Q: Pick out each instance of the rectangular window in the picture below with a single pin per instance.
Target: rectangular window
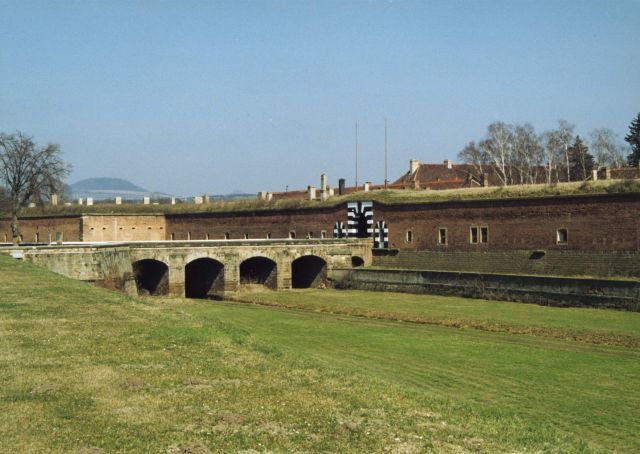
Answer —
(473, 235)
(442, 236)
(562, 236)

--

§ **Given request**
Reproduce the material above line for line, leaving out the picture.

§ **Written response**
Q: Pick out each instance of the rectangular window in the picture below with a single pin per instance.
Target: rectangular window
Answer —
(473, 235)
(442, 236)
(562, 236)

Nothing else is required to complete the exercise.